— Estratto della fonte —
-.-.-

A cura di Rossella Ceccarini
CORTE DI CASSAZIONE, Sezione II Civile, sentenza n. 2129 del 09.01.2024 depositata il 22.01.2024
La Seconda Sezione della Suprema Corte di Cassazione con la sentenza n. 2129 depositata il 22.01.2024 si è pronunciata in tema di sanzioni in caso di violazione della disciplina antiriciclaggio e ha così accolto, con rinvio, il ricorso promosso dal Ministero dell’Economia contro la sentenza di assoluzione di un professionista da parte della Corte d’Appello di Roma.
Il caso trae origine da un’opposizione promossa dinanzi al Tribunale di Alessandria (e poi riproposta davanti al Tribunale di Roma in quanto competente territorialmente) avverso un’ordinanza ingiunzione emessa dal MEF che aveva irrogato ad un commercialista una “multa” di euro 602.900,00, poi ridotta ad euro 300.000,00 dal Tribunale, per violazione delle disposizioni di cui all’art. 3 l. n. 197/1991 ed all’art. 41 d.lgs. n. 231/2007, per aver omesso di segnalare alla UIF (Unità di Informazione Finanziaria per l’Italia) operazioni sospette poste in essere dalla società (…) s.r.l. quale cliente del professionista depositario della contabilità dell’azienda. Proposto appello, il giudice di secondo grado ha annullato l’ordinanza ingiunzione affermando che non vi erano elementi idonei perché il professionista potesse sospettare il riciclaggio, vista la fatturazione a valle delle operazioni.

-.-.-

[Elementi per l'individuazione della posizione]
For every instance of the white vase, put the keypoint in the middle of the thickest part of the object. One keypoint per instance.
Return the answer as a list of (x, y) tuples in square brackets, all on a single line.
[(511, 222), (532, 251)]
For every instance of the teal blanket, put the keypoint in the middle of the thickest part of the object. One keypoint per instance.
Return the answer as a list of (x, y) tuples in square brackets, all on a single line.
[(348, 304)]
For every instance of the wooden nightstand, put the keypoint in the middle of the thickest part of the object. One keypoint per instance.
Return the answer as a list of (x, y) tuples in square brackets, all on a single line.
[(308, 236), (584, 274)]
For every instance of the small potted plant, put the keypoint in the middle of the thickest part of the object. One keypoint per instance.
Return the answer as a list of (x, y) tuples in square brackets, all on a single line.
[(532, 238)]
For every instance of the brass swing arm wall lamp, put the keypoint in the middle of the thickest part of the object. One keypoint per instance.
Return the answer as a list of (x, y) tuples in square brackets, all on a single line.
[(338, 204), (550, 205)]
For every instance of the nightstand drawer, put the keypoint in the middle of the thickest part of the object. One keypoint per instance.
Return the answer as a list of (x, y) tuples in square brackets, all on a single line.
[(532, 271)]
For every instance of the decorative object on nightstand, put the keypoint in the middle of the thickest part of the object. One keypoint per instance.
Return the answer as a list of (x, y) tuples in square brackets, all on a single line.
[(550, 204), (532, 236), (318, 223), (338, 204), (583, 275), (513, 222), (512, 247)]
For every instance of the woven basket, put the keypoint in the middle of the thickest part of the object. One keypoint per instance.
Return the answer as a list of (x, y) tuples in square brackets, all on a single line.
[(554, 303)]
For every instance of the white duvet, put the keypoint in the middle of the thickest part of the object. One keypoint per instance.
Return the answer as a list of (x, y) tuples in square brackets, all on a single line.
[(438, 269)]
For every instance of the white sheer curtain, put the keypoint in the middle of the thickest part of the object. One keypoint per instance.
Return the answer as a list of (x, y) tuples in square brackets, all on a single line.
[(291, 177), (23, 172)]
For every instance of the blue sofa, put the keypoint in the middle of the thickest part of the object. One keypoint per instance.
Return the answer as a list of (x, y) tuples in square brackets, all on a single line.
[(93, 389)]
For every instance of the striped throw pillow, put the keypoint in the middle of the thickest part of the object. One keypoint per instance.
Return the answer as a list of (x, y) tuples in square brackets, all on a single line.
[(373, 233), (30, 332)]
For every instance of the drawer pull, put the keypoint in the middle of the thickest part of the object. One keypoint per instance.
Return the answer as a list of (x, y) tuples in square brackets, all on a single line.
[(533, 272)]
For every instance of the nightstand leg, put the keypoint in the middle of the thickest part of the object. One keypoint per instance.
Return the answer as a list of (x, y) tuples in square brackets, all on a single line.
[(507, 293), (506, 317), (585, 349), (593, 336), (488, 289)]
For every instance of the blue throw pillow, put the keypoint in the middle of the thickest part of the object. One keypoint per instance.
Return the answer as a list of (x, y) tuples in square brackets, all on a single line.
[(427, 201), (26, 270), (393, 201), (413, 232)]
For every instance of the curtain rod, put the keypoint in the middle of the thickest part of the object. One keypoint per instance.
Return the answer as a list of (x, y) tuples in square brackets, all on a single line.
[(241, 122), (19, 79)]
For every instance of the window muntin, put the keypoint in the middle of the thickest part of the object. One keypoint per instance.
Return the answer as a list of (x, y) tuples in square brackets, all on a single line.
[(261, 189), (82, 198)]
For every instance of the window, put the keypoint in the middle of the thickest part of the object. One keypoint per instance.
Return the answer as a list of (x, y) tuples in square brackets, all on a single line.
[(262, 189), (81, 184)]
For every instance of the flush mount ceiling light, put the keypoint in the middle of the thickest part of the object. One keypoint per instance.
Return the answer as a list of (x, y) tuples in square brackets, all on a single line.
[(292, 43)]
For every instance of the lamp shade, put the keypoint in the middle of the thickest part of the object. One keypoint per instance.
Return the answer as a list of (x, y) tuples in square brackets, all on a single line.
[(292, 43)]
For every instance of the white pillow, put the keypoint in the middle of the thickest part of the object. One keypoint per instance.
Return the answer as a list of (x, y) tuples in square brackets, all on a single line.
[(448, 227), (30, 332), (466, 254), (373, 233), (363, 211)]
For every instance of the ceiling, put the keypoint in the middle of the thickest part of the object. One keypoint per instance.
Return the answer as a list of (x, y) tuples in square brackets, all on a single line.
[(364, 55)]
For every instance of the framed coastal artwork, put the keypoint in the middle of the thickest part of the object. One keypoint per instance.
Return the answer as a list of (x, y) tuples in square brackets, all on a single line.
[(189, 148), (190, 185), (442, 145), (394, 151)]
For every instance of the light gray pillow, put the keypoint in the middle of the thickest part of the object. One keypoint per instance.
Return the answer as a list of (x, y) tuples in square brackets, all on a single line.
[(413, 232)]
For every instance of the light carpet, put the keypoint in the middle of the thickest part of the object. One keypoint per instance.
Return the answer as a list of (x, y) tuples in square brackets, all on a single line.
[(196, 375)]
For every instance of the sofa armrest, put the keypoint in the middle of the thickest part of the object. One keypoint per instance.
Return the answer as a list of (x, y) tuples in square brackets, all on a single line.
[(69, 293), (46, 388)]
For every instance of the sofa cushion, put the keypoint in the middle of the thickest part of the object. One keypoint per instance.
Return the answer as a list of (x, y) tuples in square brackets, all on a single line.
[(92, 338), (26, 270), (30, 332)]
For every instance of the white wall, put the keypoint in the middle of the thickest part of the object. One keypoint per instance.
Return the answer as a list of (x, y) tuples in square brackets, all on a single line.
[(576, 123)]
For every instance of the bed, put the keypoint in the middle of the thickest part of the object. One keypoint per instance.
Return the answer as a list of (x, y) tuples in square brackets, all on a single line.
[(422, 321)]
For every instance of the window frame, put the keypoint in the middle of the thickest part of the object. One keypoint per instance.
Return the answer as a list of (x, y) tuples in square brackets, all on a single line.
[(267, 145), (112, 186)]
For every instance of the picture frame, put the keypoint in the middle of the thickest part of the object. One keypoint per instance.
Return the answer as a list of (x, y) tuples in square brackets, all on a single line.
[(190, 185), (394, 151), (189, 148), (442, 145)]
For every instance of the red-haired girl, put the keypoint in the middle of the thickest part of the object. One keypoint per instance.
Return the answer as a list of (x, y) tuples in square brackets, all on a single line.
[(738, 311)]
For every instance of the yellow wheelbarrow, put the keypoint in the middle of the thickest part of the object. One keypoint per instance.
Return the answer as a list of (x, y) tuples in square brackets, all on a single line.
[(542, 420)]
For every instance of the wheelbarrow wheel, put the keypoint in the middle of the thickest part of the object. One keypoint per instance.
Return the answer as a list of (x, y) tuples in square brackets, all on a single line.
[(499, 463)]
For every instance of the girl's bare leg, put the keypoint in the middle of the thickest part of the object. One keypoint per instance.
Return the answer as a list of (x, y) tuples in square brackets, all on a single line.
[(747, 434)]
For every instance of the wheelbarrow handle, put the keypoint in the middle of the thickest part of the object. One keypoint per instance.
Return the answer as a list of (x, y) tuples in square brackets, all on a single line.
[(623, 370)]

-.-.-

— Quesito proposto A —
Elenchi tutti gli organi giudiziari menzionati nell'estratto sulla sentenza della Cassazione in materia di antiriciclaggio.
— Quesito proposto B —
Nei record, a partire dalla riga che contiene "For every instance of the white sheer" e proseguendo fino alla riga che contiene "[(93, 389)]", rinomini "thickest part" in "widest part" lasciando invariato tutto il resto, e riporti soltanto tali righe.

— Risultato atteso A —
Corte di Cassazione (Seconda Sezione Civile)
Corte d'Appello di Roma
Tribunale di Alessandria
Tribunale di Roma

— Risultato atteso B —
For every instance of the white sheer curtain, put the keypoint in the middle of the widest part of the object. One keypoint per instance.
Return the answer as a list of (x, y) tuples in square brackets, all on a single line.
[(291, 177), (23, 172)]
For every instance of the blue sofa, put the keypoint in the middle of the widest part of the object. One keypoint per instance.
Return the answer as a list of (x, y) tuples in square brackets, all on a single line.
[(93, 389)]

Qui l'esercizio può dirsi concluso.